_USING THE INFORMATION:_
**1.** According to the review of the cancer memoir, what stage of melanoma was Williams treated for?
**2.** Rewrite the passage of the cancer memoir review from "In her closely" up to and including "these two years.", swapping "essay" for "column".

In her closely observed memoir, A Series of Catastrophes & Miracles: A True Story of Love, Science, and Cancer, journalist Mary Elizabeth Williams reports on two years in her family’s life, during which she was treated for stage 4 melanoma. Williams first wrote about her disease in a New York Times Modern Love essay, in which she detailed her split from her husband Jeff and their journey back to coupledom. This book expands on that essay, focusing on the small ups and grueling downs of these two years.
As she begins treatment, Williams’ father-in-law succumbs to lymphoma, and her childhood friend Debbie undergoes surgery for advanced ovarian cancer. Williams is frank, funny and crass in describing these developments, as well as indignities like an infected head wound after surgery to remove her first melanoma. She and Debbie share a wisecracking philosophy: “I’m just over hearing people without cancer tell [us] how we’re supposed to do it,” Williams says. “Like there’s always supposed to be a struggle or a fight, and it’s supposed to be courageous. You know what? Bite me.”

_RECORDED DATA:_
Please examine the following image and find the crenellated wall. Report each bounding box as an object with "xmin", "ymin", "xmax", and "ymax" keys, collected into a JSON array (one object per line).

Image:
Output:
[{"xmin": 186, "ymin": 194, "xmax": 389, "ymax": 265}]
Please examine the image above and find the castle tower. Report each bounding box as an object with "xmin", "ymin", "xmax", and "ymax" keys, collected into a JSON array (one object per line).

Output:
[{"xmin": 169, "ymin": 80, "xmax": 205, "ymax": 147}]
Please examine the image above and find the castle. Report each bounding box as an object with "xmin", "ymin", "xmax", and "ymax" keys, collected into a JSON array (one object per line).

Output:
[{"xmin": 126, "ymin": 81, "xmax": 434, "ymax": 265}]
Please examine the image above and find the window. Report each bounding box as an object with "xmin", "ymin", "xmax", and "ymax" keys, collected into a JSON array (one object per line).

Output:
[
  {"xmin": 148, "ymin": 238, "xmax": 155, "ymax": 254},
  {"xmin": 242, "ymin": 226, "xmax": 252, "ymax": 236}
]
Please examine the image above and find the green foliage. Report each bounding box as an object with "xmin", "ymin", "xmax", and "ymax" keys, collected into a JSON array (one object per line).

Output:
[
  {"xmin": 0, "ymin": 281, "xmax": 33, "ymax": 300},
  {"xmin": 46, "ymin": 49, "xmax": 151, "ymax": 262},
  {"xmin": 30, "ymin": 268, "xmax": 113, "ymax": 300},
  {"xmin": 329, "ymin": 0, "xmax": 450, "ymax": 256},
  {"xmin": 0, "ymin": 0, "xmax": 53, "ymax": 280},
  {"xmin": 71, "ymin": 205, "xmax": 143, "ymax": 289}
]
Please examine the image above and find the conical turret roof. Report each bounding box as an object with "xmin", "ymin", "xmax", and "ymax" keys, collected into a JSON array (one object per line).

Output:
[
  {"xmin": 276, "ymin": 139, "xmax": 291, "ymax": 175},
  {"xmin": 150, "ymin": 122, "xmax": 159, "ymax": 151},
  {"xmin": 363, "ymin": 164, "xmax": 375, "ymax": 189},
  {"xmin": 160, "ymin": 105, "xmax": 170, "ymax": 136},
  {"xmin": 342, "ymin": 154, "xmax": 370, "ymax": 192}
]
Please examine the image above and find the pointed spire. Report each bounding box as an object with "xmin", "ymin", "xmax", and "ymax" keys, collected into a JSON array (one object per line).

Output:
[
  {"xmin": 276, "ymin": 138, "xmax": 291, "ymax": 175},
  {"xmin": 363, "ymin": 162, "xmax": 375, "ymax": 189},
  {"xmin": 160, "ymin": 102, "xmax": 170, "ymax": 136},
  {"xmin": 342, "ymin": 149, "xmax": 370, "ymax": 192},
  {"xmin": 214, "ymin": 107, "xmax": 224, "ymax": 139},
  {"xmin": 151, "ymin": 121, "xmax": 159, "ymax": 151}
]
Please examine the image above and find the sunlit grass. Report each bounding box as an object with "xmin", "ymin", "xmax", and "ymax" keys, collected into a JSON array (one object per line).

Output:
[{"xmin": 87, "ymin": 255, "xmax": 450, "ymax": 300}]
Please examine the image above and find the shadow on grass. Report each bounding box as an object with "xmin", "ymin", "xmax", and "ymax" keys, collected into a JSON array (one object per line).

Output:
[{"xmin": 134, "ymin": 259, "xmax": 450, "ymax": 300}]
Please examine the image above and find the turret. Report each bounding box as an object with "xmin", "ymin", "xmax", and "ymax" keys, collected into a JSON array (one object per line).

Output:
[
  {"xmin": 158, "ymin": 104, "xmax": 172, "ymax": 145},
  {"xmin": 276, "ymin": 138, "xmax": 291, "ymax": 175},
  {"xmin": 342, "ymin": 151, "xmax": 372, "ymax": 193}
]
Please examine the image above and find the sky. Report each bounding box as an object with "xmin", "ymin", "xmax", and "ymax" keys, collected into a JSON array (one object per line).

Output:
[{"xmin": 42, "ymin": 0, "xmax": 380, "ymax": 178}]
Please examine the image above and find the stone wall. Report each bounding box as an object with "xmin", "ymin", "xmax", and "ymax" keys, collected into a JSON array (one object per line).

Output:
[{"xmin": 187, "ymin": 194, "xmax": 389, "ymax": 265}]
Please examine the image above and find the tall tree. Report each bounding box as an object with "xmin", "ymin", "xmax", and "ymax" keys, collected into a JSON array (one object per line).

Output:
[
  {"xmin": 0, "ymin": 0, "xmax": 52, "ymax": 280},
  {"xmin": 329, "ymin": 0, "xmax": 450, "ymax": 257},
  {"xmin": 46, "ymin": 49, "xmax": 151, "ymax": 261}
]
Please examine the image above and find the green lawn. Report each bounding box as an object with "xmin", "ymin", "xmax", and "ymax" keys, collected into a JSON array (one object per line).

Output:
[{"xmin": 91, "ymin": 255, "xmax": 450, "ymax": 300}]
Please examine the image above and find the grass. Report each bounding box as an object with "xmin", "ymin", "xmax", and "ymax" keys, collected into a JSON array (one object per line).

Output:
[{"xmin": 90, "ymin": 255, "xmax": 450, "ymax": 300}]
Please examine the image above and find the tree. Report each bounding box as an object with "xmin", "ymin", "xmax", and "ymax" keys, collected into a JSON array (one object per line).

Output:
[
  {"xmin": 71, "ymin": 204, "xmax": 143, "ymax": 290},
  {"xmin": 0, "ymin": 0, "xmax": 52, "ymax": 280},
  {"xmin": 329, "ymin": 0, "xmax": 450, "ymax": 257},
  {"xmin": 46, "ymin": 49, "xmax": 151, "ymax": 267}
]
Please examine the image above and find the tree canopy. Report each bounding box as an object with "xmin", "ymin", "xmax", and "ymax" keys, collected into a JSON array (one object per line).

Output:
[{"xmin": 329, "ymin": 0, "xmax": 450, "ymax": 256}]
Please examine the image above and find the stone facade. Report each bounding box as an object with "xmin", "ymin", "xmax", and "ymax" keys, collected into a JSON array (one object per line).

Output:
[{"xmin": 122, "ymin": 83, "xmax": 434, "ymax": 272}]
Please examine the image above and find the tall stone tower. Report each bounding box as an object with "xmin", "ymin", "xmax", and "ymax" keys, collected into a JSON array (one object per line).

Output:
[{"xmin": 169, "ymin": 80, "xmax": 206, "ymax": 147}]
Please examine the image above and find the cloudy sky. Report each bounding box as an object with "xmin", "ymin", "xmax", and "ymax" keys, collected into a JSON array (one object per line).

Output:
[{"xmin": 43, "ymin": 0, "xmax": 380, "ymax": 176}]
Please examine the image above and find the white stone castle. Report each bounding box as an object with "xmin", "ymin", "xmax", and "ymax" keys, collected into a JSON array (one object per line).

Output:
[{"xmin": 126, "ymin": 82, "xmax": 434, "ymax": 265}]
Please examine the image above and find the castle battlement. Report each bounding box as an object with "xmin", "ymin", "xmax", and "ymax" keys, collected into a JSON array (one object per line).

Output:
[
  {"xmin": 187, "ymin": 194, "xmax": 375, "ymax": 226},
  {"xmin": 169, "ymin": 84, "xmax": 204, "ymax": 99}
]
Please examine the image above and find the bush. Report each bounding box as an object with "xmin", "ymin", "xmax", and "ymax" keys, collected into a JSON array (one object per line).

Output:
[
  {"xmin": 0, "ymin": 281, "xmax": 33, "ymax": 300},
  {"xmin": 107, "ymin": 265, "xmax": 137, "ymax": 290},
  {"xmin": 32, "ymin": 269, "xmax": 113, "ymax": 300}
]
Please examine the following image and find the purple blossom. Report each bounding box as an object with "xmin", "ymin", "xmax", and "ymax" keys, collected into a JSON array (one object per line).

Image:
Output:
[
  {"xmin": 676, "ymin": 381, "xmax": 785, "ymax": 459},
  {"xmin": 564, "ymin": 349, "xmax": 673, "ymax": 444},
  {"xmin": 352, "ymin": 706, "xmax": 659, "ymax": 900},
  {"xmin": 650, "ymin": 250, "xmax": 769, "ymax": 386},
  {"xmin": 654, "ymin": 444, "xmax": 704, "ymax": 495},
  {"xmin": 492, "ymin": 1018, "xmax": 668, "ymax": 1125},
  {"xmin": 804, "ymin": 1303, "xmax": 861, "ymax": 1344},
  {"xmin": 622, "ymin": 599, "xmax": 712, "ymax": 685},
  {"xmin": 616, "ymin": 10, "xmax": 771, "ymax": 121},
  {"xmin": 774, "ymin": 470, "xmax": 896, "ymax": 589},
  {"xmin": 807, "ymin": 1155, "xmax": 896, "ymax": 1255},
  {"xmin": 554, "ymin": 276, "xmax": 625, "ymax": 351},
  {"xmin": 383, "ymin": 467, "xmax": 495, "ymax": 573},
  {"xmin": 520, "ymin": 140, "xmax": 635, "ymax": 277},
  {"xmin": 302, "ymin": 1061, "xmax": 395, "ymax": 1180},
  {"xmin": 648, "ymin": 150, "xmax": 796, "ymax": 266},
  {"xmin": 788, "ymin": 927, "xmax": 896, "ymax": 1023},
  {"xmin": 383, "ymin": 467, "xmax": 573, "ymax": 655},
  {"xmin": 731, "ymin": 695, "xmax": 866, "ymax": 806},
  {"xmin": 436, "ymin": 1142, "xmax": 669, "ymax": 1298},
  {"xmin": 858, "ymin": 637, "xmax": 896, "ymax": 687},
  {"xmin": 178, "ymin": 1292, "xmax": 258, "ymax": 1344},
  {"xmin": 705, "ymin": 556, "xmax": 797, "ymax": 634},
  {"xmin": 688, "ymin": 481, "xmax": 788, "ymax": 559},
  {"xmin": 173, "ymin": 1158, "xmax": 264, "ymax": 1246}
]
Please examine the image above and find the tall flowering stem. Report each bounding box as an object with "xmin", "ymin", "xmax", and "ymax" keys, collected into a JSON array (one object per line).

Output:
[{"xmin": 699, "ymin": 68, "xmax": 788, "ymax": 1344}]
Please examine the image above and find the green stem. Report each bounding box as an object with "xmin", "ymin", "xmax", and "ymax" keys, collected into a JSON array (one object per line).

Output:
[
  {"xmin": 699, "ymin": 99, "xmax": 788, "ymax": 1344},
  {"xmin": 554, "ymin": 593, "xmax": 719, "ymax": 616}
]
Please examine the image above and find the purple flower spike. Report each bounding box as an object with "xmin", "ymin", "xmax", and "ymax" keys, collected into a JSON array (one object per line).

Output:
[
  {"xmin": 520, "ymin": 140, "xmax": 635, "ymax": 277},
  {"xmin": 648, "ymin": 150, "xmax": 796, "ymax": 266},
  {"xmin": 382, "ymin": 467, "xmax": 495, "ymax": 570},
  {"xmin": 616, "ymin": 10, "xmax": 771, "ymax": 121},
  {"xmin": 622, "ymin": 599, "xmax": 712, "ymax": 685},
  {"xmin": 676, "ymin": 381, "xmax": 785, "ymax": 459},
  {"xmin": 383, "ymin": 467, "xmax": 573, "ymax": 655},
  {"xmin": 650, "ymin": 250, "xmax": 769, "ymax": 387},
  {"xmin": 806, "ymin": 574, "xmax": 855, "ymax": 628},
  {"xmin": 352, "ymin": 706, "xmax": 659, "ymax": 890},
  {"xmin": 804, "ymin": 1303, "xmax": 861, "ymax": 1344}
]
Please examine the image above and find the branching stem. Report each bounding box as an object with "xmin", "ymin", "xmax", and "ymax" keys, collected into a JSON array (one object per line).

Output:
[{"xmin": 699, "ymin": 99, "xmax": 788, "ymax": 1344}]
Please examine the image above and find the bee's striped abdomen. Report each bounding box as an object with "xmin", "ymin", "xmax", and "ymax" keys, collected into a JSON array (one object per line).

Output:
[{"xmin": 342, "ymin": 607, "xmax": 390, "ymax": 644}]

_RESPONSES BY ITEM NUMBER:_
**1.** Stage 4 melanoma.

**2.**
In her closely observed memoir, A Series of Catastrophes & Miracles: A True Story of Love, Science, and Cancer, journalist Mary Elizabeth Williams reports on two years in her family’s life, during which she was treated for stage 4 melanoma. Williams first wrote about her disease in a New York Times Modern Love column, in which she detailed her split from her husband Jeff and their journey back to coupledom. This book expands on that column, focusing on the small ups and grueling downs of these two years.